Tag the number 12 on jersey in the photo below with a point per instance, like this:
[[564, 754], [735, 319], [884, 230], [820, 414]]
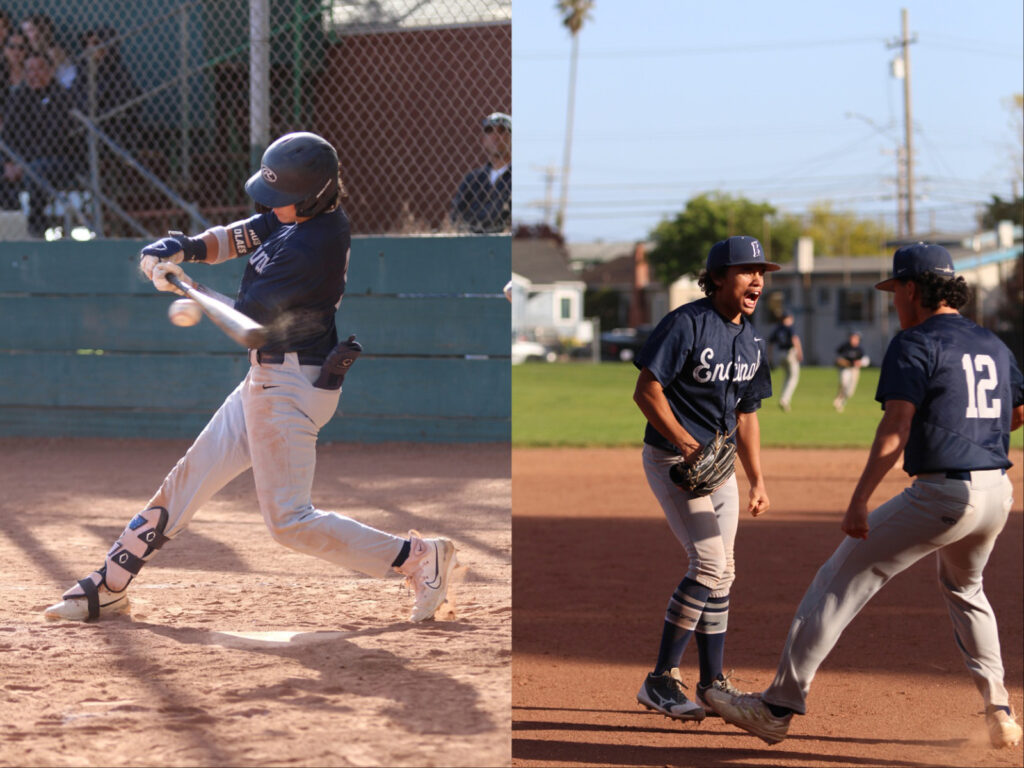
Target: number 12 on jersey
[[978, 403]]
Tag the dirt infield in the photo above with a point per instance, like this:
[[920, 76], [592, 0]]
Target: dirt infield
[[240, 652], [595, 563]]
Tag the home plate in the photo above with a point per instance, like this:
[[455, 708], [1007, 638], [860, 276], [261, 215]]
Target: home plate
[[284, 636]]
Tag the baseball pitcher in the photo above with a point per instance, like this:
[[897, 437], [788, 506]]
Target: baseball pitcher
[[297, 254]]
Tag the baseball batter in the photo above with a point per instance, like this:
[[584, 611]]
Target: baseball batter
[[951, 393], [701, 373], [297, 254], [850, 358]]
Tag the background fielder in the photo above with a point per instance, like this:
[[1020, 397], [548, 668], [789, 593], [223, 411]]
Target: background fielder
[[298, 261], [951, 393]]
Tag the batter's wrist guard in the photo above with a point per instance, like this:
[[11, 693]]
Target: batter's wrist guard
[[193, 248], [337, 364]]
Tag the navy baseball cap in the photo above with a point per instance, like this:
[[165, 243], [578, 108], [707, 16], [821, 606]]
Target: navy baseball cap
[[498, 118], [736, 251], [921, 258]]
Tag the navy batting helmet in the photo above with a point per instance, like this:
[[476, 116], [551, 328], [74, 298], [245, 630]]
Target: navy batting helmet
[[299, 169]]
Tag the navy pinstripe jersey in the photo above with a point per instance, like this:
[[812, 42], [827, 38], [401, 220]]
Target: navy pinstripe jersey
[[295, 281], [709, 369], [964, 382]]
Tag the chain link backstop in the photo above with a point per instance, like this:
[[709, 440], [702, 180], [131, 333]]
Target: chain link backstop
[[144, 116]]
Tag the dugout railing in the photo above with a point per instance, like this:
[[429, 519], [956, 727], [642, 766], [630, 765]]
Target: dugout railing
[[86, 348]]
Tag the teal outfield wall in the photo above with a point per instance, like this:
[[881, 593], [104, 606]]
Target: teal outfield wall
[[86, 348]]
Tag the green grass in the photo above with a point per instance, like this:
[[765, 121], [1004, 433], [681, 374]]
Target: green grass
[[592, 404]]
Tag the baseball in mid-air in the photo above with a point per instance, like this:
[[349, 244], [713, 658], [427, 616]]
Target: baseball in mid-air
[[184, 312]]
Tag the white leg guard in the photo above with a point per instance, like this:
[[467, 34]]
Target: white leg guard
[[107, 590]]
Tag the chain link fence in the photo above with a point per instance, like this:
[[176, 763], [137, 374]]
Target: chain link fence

■ **What to do**
Line by line, reproduce the material above exactly, leaving each picture out.

■ **Problem solution**
Tag the number 12 on jersey in the photo below with a point per instance, like this:
[[564, 754], [735, 319], [884, 230], [820, 414]]
Target: number 12 on jersey
[[978, 403]]
Tag the dirt infield in the photo above with a point per instance, like this:
[[920, 76], [592, 0]]
Target: dirt infield
[[240, 652], [595, 563]]
Tag the home plate in the photo above with a point per instance, like this:
[[455, 708], [1007, 638], [860, 276], [261, 215]]
Target: home plate
[[284, 636]]
Tag the baseball pitcher in the photo above with a point per instance, like this:
[[897, 437], [788, 506]]
Target: baseball pitcher
[[297, 254]]
Tag the baseball batter in the photo above with a point per instance, like this:
[[584, 611]]
Target: baseball batter
[[951, 393], [701, 373], [297, 254], [850, 358]]
Tag the background fielder in the photo above with a point per instance, like this:
[[1020, 397], [548, 668], [789, 593], [223, 411]]
Target: background fielder
[[298, 261], [951, 393]]
Tag the batter's wrist guard in the photo above with a point per instance, like this:
[[11, 693]]
Target: batter's wrist guard
[[193, 248], [337, 364]]
Tag the navy baseball cap in the photo above with a point per instance, like this:
[[165, 243], [578, 108], [707, 16], [821, 606]]
Target: navy baseball cap
[[498, 118], [736, 251], [921, 258]]
Tag the navy batting helmet in the photo above with a point per instance, like this:
[[476, 116], [551, 328], [74, 298], [245, 630]]
Target: navy batting helmet
[[299, 169]]
Tag the navy pinstripe jersey in the photo above with a point per instance, like this:
[[812, 42], [827, 38], [401, 220]]
Target: navy pinstripe jersey
[[295, 281], [709, 369], [964, 382]]
Tag the chain link backstop in the photo above with a point per instance, like this:
[[709, 440], [702, 180], [131, 333]]
Target: chain link backstop
[[144, 116]]
Tag the dugout railing in the photo above with a point per instance, like this:
[[429, 519], [956, 727], [642, 766], [630, 765]]
Target: dugout railing
[[86, 348]]
Tag the teal outfield wall in the photo above with a point per instance, like this:
[[881, 593], [104, 606]]
Target: teal outfield wall
[[86, 348]]
Tag the green grass in the photo above with a point per instance, like this:
[[765, 121], [1004, 433], [681, 374]]
Target: green grass
[[592, 404]]
Tag the baseball in mid-air in the photo above with a point per instance, like this:
[[349, 244], [713, 658], [427, 616]]
Target: baseball in mid-air
[[184, 312]]
Tag the white leg guard in the photo above with a point per instance, like this:
[[467, 34]]
Target: white leg guard
[[107, 590]]
Tag the chain link fence in the photo above with a point per instance, like this:
[[176, 763], [137, 374]]
Target: chain link fence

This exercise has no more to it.